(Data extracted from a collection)
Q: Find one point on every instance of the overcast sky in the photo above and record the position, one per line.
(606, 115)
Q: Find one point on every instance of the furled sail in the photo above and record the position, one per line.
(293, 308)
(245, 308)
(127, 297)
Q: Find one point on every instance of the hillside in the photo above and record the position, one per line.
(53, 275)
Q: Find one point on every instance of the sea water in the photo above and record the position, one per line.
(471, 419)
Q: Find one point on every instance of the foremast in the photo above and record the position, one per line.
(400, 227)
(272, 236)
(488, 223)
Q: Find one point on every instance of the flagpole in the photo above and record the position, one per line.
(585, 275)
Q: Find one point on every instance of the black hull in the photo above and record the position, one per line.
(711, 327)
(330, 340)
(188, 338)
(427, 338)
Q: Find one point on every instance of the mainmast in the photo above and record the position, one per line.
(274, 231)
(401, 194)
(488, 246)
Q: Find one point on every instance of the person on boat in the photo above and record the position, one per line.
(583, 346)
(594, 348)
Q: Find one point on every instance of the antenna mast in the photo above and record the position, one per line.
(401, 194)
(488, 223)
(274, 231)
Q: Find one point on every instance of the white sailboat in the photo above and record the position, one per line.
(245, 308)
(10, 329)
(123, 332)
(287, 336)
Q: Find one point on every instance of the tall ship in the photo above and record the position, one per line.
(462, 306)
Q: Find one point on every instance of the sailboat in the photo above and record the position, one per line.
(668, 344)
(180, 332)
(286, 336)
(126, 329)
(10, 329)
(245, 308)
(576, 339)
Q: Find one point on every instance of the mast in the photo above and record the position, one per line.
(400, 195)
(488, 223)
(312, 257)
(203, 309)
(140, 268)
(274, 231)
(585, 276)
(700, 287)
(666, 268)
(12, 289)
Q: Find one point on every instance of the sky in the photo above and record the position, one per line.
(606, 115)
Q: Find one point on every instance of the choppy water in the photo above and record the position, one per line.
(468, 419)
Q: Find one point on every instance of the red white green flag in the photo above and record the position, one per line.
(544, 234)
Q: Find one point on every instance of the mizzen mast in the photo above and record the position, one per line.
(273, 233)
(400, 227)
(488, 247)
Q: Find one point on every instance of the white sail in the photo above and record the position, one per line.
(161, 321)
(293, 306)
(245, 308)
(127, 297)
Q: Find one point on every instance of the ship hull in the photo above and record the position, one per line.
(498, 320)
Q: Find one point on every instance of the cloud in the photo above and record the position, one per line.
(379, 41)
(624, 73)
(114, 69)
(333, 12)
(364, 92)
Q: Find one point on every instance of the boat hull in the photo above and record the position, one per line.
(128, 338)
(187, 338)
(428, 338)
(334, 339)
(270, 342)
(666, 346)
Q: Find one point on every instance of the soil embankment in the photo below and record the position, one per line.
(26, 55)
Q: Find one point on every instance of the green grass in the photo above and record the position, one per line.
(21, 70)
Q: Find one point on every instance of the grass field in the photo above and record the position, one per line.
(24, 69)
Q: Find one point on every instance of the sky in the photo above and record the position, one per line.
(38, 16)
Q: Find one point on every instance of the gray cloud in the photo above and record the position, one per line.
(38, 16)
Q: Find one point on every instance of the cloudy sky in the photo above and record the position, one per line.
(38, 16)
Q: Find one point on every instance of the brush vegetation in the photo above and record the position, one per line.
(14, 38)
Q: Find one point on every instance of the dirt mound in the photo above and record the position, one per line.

## Aim
Write the material out exactly, with nothing left out.

## Full output
Q: Find one point on every instance of the overcast sky in the photo above and record the position, one per line.
(606, 115)
Q: Find one point on every instance of the furled sail in the photo above and record the position, one per line.
(293, 308)
(245, 308)
(127, 297)
Q: Find one point on every instance of the hillside in the photo above and record the position, one per line.
(53, 275)
Q: Find one point on every instance of the sea water in the photo above and record the position, one per line.
(471, 419)
Q: Find one point on every instance of the foremast in the photo above and record the position, one per line.
(400, 227)
(272, 236)
(488, 223)
Q: Find one point on every instance of the flagpole in the photo above and record the position, one per line.
(585, 275)
Q: Find one point on every instance of the black hull in the photo above and record the position, one per line.
(711, 327)
(330, 340)
(188, 338)
(427, 338)
Q: Find one point on every instance of the mainmast in the photo above and record the position, one per line.
(274, 231)
(401, 194)
(488, 246)
Q: Find one point on every instance of the person on boat in the photo above and record the position, one per line.
(583, 346)
(594, 348)
Q: Find one point on every instance of the antenna mast in the photo above and record the position, one per line.
(401, 194)
(488, 223)
(274, 231)
Q: Find one point on every instance of the white sailboat in the photo above and record the position, one per line.
(245, 308)
(10, 329)
(123, 332)
(287, 336)
Q: Find one point on every instance of the tall ship in the photo above and record the position, one per line.
(462, 306)
Q: Find one point on every instance of the sailboat in the photo above and record the position, one per line.
(668, 344)
(180, 332)
(286, 336)
(126, 329)
(10, 329)
(245, 308)
(576, 339)
Q: Find one point on every instance of the mast in the photo above and record the position, one per line.
(400, 195)
(488, 223)
(312, 257)
(203, 309)
(140, 268)
(274, 231)
(585, 276)
(700, 287)
(666, 268)
(12, 289)
Q: Find one point on every instance of the sky in the photo above and record the position, one per line.
(606, 115)
Q: Find one point on every instance of the choppy water in the photo above and record the position, one per line.
(468, 419)
Q: Find one point on every instance of the red white green flag in the photo above and record the position, one per line.
(544, 234)
Q: Find one point on every instance of the mizzen mast in the photo above and record the position, one per line.
(273, 233)
(400, 227)
(488, 247)
Q: Find one point on every instance of the white sail in the photo above and record the position, one per line.
(161, 321)
(293, 306)
(245, 308)
(127, 297)
Q: Find one point on every instance of the ship hull in the photo above and record the position, one per line.
(498, 320)
Q: Find one point on every instance of the cloud in the photo above and record the position, one per line.
(379, 41)
(624, 73)
(114, 69)
(333, 12)
(364, 92)
Q: Find one point on every instance of the boat hull in the photo above and record the position, one per line.
(128, 338)
(187, 338)
(428, 338)
(334, 339)
(270, 342)
(666, 346)
Q: Find one point on every instance of the soil embankment in the photo below and record the position, one per line.
(26, 55)
Q: Find one point on every instance of the green grass in the photo above and record the position, one per line.
(21, 70)
Q: Find one point on every instance of the grass field in the photo above and record the position, one per line.
(24, 69)
Q: Find one point on every instance of the sky in the photo above and record the position, one per line.
(38, 16)
Q: Find one point on every instance of the gray cloud in the photo above and record the position, one per line.
(38, 16)
Q: Find one point on every instance of the cloudy sky in the photo above and record the position, one per line.
(38, 16)
Q: Find one point on every instance of the brush vegetation in the photo above and record the position, one per line.
(14, 38)
Q: Find one point on every instance of the dirt mound in the photo above and record the position, one per line.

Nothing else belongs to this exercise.